Produce word for word the lines of the data below running from the one that has "Phrase -- retaining wall" to the one that has "Phrase -- brick pillar", inclusive, and no others.

:: Stored records ::

---------------

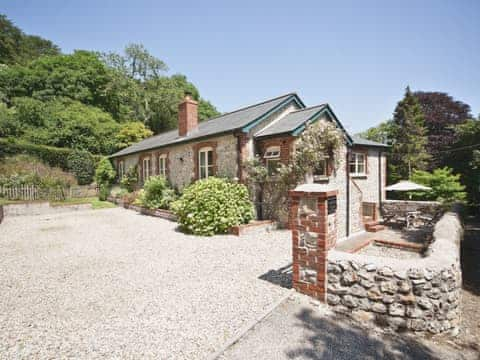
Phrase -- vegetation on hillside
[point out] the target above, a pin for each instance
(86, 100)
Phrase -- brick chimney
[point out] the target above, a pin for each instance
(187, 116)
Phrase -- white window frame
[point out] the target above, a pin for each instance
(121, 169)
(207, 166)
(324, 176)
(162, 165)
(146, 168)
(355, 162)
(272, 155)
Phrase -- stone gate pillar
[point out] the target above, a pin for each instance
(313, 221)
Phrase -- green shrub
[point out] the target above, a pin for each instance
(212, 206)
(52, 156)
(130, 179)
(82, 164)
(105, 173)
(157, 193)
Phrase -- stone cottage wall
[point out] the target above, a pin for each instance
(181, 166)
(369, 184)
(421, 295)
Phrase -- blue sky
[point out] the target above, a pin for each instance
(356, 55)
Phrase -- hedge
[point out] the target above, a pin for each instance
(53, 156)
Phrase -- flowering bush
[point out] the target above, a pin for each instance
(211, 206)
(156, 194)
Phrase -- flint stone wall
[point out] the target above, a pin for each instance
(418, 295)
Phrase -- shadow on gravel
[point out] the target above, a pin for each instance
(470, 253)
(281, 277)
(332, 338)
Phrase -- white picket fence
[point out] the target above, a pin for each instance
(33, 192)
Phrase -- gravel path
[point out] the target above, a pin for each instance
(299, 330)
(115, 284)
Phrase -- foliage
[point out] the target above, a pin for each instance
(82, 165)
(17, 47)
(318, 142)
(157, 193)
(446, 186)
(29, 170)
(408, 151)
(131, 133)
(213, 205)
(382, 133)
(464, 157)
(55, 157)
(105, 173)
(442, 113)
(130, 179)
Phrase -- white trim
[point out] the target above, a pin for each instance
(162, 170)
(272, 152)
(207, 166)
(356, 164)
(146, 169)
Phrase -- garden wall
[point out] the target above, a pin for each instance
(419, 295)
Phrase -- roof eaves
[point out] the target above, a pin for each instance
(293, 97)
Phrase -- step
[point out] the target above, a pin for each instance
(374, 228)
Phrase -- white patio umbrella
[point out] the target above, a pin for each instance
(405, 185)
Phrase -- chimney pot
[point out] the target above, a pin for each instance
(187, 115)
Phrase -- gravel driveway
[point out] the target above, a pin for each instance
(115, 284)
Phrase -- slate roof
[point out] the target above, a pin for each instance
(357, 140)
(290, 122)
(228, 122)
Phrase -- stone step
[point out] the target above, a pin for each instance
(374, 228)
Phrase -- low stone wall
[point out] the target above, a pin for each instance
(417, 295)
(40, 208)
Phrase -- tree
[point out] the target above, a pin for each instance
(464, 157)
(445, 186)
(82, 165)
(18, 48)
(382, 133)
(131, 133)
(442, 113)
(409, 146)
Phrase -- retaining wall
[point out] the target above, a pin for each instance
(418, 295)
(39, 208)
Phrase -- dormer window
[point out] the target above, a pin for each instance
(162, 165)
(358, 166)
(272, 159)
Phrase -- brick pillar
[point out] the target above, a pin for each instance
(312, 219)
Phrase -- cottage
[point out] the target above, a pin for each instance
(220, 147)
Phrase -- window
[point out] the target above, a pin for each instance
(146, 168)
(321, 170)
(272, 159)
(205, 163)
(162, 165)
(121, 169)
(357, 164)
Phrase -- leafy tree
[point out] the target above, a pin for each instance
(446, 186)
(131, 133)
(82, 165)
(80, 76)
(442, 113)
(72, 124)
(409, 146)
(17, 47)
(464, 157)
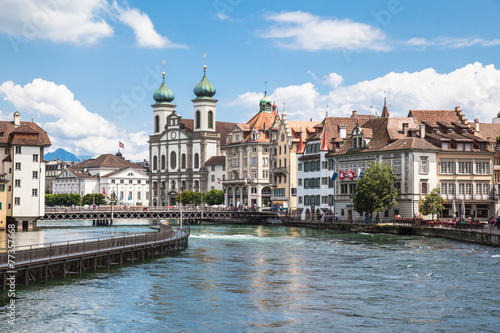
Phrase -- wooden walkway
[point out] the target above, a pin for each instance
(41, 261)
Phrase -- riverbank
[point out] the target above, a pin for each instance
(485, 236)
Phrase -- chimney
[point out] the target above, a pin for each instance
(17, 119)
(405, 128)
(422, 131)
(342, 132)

---------------

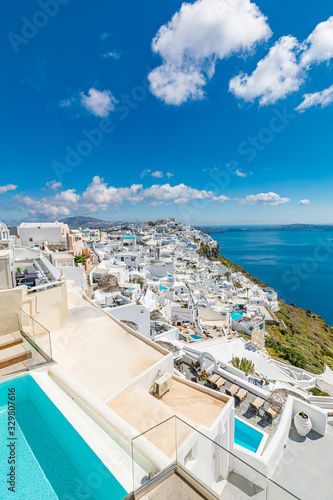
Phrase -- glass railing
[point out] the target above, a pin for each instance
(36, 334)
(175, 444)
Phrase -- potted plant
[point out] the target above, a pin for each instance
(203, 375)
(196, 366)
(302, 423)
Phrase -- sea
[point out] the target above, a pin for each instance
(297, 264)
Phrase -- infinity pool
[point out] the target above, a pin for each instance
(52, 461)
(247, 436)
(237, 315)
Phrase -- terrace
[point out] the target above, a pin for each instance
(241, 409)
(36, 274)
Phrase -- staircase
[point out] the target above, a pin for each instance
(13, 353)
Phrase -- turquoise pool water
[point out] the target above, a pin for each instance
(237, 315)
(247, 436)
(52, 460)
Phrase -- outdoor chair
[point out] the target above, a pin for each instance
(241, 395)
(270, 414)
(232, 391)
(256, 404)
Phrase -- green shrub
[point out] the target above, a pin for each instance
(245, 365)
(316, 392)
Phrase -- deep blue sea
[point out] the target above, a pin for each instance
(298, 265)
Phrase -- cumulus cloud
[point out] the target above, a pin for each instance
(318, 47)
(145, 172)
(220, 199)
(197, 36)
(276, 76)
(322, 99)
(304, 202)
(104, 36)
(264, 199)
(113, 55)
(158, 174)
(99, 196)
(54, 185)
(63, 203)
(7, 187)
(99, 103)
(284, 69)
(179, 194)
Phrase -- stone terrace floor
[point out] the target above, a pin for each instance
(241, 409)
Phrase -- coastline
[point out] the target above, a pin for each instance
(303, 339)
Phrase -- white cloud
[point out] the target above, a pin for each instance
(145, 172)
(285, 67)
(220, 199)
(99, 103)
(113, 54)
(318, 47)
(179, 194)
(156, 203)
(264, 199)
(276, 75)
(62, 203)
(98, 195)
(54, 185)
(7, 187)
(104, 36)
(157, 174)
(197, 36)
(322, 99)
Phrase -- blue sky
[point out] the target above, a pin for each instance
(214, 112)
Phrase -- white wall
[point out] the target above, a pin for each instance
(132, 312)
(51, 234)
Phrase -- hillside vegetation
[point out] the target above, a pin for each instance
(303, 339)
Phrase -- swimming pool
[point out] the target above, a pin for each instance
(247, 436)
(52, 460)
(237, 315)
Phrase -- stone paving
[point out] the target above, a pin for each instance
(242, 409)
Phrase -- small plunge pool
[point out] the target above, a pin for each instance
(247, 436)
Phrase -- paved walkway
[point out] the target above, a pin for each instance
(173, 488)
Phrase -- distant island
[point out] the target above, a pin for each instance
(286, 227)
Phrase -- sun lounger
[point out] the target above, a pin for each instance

---------------

:: Solved problem ::
Phrase -- retaining wall
[point out] the target above, a pin for each instance
(418, 295)
(39, 208)
Phrase -- dormer window
[point out] the target above, a pin for each instance
(162, 165)
(358, 166)
(272, 159)
Phrase -- brick pillar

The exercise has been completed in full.